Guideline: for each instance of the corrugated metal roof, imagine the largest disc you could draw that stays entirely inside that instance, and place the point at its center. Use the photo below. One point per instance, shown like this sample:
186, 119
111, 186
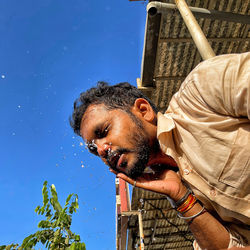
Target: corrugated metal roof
169, 55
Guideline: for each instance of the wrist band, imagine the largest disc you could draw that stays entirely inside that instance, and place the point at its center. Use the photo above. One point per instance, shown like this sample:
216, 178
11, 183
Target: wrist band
178, 203
187, 205
203, 210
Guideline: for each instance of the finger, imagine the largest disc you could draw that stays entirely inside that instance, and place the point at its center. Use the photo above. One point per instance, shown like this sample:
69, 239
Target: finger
126, 178
113, 171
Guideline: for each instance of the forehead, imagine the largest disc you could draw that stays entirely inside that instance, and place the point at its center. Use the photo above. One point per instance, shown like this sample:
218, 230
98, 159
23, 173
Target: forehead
94, 114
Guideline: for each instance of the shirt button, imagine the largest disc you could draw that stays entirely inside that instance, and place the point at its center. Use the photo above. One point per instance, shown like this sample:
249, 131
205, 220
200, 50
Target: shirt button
213, 192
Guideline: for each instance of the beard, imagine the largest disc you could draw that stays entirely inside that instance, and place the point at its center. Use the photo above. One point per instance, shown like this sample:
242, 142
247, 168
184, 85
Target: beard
142, 150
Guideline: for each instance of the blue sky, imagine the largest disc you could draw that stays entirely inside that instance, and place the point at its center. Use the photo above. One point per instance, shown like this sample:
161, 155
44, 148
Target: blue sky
50, 51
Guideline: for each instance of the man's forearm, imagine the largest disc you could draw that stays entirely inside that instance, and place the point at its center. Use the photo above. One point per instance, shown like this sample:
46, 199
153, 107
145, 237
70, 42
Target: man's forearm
208, 232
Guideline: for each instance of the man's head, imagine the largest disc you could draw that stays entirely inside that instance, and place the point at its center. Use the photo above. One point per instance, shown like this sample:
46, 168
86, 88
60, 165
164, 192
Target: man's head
117, 123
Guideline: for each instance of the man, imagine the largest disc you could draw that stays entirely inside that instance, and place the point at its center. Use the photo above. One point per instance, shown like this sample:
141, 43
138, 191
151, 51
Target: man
202, 143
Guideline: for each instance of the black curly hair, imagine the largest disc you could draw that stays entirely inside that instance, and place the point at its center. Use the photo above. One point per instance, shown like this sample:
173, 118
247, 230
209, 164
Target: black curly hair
119, 96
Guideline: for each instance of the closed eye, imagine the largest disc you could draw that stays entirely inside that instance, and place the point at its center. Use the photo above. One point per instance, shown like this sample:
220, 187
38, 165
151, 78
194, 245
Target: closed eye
102, 133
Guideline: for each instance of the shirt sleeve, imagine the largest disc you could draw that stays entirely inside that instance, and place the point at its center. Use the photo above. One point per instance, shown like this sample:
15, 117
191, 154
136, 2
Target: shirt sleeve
224, 84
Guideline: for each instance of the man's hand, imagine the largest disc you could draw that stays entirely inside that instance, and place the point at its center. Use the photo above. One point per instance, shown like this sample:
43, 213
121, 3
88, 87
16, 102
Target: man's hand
166, 182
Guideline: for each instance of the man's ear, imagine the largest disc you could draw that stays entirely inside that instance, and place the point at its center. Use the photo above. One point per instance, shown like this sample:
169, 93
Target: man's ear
143, 108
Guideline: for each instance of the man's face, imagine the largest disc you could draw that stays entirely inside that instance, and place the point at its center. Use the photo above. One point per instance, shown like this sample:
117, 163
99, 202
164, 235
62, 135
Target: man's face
117, 137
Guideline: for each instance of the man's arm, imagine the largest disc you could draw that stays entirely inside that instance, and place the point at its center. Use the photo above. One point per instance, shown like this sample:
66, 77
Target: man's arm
208, 232
224, 84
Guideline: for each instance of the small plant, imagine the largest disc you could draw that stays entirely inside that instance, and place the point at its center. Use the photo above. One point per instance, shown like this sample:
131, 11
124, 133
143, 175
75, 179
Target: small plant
55, 230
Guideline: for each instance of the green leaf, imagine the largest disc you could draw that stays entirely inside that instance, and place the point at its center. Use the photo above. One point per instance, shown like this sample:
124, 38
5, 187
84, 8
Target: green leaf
77, 246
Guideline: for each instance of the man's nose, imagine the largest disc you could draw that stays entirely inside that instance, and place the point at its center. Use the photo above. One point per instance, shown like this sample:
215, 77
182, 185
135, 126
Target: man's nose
103, 149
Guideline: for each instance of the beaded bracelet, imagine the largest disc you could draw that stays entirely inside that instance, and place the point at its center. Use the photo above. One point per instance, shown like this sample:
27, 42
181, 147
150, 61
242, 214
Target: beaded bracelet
188, 204
191, 218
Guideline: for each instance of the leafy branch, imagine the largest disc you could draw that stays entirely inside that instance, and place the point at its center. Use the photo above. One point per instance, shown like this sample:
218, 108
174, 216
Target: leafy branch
55, 230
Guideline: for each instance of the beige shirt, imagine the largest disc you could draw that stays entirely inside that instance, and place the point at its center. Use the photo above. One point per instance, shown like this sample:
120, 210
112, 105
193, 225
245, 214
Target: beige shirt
206, 129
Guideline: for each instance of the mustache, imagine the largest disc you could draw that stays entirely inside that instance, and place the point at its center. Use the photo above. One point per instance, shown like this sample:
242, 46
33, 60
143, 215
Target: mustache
113, 156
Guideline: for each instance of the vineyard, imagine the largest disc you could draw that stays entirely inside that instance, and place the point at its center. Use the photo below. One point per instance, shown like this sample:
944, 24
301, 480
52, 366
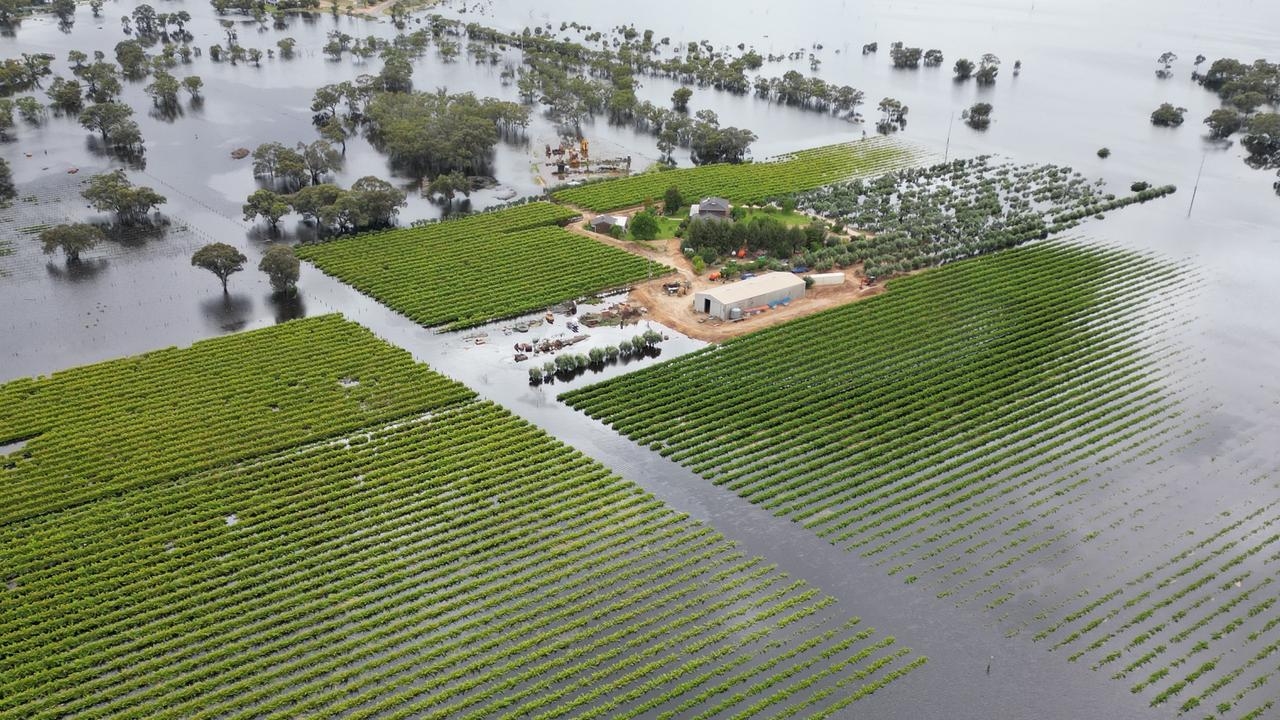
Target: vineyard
464, 273
991, 432
924, 217
452, 564
1196, 630
105, 428
752, 182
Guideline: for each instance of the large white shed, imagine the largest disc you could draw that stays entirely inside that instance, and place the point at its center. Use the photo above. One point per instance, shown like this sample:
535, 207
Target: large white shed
752, 292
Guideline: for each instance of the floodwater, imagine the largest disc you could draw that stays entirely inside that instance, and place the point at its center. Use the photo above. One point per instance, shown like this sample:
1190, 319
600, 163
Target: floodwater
1088, 81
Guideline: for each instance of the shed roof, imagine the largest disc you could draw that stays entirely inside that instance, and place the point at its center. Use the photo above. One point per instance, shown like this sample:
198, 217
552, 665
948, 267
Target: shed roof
621, 220
753, 287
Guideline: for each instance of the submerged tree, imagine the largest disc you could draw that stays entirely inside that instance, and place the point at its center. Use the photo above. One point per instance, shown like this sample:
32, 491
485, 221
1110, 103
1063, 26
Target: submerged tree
448, 185
220, 259
1262, 140
319, 159
280, 265
279, 163
1168, 115
164, 90
987, 69
71, 240
268, 205
892, 114
978, 115
1224, 122
434, 132
31, 109
680, 99
7, 188
113, 192
109, 119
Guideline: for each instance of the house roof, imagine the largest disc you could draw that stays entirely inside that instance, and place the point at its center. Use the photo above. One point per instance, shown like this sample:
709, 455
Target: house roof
611, 219
753, 287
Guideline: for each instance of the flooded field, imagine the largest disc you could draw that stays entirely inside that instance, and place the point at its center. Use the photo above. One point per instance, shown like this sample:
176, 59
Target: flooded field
1170, 523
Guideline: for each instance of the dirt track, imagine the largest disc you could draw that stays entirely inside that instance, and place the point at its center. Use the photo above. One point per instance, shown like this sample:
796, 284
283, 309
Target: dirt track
677, 311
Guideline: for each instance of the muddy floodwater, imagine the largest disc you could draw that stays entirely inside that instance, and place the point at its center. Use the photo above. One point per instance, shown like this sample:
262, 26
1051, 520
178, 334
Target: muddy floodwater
1087, 81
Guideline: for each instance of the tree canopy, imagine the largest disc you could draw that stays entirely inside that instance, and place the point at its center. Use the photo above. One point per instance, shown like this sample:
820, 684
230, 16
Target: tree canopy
71, 240
282, 267
113, 192
1168, 115
219, 259
435, 132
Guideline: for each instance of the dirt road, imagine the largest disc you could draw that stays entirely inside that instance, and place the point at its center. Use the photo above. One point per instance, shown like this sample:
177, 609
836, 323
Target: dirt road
677, 311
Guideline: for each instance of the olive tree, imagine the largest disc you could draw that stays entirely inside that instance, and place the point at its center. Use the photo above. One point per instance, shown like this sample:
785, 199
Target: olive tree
672, 200
644, 226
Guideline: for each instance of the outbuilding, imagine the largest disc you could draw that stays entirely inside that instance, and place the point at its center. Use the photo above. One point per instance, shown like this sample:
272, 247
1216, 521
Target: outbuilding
711, 209
822, 279
604, 223
767, 290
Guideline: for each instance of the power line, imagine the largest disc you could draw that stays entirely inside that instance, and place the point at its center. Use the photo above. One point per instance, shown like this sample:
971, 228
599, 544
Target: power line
1194, 190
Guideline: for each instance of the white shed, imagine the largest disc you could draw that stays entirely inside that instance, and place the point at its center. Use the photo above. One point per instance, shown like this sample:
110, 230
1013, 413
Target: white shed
762, 290
821, 279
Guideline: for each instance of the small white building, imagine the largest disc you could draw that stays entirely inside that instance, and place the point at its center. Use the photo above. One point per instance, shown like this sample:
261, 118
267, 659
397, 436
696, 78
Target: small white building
822, 279
604, 223
745, 295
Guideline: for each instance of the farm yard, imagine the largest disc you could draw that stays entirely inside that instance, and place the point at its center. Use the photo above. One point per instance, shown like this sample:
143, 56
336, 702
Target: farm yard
512, 360
485, 267
967, 449
458, 563
752, 182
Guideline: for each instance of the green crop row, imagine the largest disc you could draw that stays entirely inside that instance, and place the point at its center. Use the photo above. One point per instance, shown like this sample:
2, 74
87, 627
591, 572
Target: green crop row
466, 272
105, 428
453, 563
749, 182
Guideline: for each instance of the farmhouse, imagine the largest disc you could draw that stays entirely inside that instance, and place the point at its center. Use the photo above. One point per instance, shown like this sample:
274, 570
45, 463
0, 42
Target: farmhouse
604, 223
711, 209
734, 300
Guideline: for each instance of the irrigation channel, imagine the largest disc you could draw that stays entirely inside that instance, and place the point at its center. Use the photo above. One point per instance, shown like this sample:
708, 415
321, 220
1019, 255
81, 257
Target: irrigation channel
1087, 83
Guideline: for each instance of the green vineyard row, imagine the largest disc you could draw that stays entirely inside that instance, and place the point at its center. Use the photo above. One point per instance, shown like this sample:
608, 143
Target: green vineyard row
464, 273
440, 559
110, 427
750, 182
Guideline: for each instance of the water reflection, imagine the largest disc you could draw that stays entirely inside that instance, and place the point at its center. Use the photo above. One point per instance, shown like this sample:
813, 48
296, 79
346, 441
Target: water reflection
289, 306
228, 311
77, 270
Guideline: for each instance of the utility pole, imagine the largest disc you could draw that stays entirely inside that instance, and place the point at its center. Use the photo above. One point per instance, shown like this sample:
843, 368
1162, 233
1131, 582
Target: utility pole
1194, 190
946, 153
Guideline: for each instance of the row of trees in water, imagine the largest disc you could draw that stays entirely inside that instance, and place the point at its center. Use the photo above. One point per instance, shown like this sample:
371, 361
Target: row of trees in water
1246, 90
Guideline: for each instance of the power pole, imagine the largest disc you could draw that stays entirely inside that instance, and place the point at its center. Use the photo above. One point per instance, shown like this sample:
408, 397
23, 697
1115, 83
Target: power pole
946, 153
1194, 190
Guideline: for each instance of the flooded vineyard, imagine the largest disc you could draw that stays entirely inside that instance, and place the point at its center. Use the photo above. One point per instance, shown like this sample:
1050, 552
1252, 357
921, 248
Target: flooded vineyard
1037, 475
..........
#### EXERCISE PROMPT
Identify and extract each line of the listing that contains "below".

#### OUTPUT FOR THIS EXERCISE
Guideline: for each instance of the corrugated metal roof, imagine the largest disc you could draw that stays entirely inside that instance, and place the point at its center. Use the photo below. One point per instance, shown like this sample:
Guideline: for each instance of the vineyard, imagine the largest disc you could draw that stays entirely inside that instance, and place the point at its center. Use the photo below. One point per instance, shown like this sample:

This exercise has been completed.